**Do this:**
Edit the lines below so that every "innermost" becomes "most central", and leave everything else unchanged.

[start Data to process]

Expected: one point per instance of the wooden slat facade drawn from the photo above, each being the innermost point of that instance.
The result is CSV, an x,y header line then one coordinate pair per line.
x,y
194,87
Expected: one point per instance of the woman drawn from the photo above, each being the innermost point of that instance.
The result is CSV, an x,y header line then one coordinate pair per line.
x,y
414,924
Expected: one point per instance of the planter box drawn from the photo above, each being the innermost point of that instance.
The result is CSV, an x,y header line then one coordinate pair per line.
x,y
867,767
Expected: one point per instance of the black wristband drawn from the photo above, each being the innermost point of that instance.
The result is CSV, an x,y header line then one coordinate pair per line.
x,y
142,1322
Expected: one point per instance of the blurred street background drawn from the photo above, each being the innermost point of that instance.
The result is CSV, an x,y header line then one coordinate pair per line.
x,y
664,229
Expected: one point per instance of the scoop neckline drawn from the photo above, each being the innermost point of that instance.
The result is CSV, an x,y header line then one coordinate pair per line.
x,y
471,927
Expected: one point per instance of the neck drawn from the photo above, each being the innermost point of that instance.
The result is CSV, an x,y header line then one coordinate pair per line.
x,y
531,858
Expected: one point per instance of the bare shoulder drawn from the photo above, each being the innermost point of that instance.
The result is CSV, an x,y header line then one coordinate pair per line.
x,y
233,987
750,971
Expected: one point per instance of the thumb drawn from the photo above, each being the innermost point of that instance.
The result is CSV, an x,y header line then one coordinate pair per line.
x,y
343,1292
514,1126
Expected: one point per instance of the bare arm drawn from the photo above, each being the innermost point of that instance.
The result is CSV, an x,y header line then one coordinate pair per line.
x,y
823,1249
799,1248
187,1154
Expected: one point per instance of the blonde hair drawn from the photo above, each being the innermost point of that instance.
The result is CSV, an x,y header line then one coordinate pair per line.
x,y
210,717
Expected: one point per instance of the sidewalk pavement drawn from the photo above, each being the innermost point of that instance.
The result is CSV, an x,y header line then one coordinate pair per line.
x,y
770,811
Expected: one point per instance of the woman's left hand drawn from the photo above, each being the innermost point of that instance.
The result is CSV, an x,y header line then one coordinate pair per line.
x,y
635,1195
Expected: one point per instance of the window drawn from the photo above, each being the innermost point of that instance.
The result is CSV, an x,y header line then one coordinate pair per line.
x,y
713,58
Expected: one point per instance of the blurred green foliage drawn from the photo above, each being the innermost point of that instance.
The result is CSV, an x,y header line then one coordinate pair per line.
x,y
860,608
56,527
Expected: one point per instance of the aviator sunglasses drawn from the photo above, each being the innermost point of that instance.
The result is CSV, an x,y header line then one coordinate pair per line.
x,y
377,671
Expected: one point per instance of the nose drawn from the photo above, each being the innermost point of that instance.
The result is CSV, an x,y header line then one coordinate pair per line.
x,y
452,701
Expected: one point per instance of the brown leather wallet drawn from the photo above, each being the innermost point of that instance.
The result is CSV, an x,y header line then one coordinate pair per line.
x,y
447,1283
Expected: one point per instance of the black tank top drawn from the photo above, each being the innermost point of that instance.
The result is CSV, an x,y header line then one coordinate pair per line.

[end Data to process]

**Result for this exercise:**
Expected: one point per instance of the wooden slat facade drawn from the photo above, each being the most central point of that instance.
The result is CSV, an x,y header line then one coordinate pair per line.
x,y
194,87
Expected: one point per instance of the woman drawn from the photo above, each being the most central point of that instance.
The result is CSV, an x,y header line then one coordinate pair per line.
x,y
414,924
Expected: one point per instance of the planter box drawn from the photo above, each being the most central point of that instance.
The result is CSV, an x,y header line then one coordinate pair per line.
x,y
867,767
Expected: one point per instance of the black wristband drawn from the photo above, each being the most central point of that instance.
The result is CSV, an x,y header line then one coordinate pair per line.
x,y
142,1322
Expected: one point per instance of the blurred street background drawn from the photo above, each being the most central point of that instance.
The result is CSV, an x,y header line then one coordinate pair per line.
x,y
664,229
Expected: one point per instance of the scoop neckline drawn from the photo above, each being the most central point of that instance.
The result is CSV, an x,y header line then one coordinate pair per line.
x,y
471,927
Expected: one point per instance of the neck drawn from the photo above, each being the most central point of that instance.
The result is CSV, an x,y header line then one coordinate pair per line.
x,y
531,858
Expected: one point per instance of the bare shoulder drawn from the photo above, each being the most central point of that instance.
The result is CSV, an x,y header line then one coordinate pair per line.
x,y
233,987
750,971
Expected: one point per instance of the thumb drawn from the photo above, each being the most central point of that instance.
The result is CSV, an x,y header line then one coordinate pair per line.
x,y
343,1292
514,1126
Expected: one point per instance of the bare arm drawn from the photo above, each being the most central point of that instance.
The result is CSV, an x,y header line then one coordinate pair per line.
x,y
823,1249
799,1248
187,1154
Expected: one point per instance of the blonde hair drawn from the photo above, each being the most central point of that instance.
The result is CSV, an x,y header line then one coordinate pair per line.
x,y
210,717
Expected: one point per instance of the sidewalk pavement drawn from the photo above, each being the most central point of that instance.
The result is CSV, an x,y header line then one coordinate pair per line.
x,y
770,811
Expected: one point per instance of the woman's left hand drawn from the photo above, each being the most central point of that instance.
The result is CSV, an x,y header line then one coordinate pair per line.
x,y
635,1195
Expected: one point per instance of the window drawn from the photo above, each being the most central point of that instance.
The result is CSV, an x,y header line then one coordinate pair per line.
x,y
713,58
Expected: one point per instance of the blurred green foliage drawn from the photo above, each being the most central point of that instance.
The result is CSV, an x,y header line then one coordinate pair per line.
x,y
860,608
56,527
Expected: one point per instance of the aviator sunglasses drawn from the photo above, each being the most central point of that instance.
The result is CSV, an x,y header line then one coordinate pair per line.
x,y
377,671
Expected: one point per instance of the nose drawn from the photo above, each being the most central point of that instance.
The result is CSV, an x,y header line then one coordinate pair per line.
x,y
452,701
Expected: one point per instance of the brown leather wallet drawn from the photo above, each being the most central point of that instance.
The result is CSV, an x,y header line then one coordinate pair per line.
x,y
447,1283
Expected: one point per instance of the black tank top drawn from the photo above, each being the most central point of that instance.
The result is CSV, an x,y header line then one coordinate pair per line.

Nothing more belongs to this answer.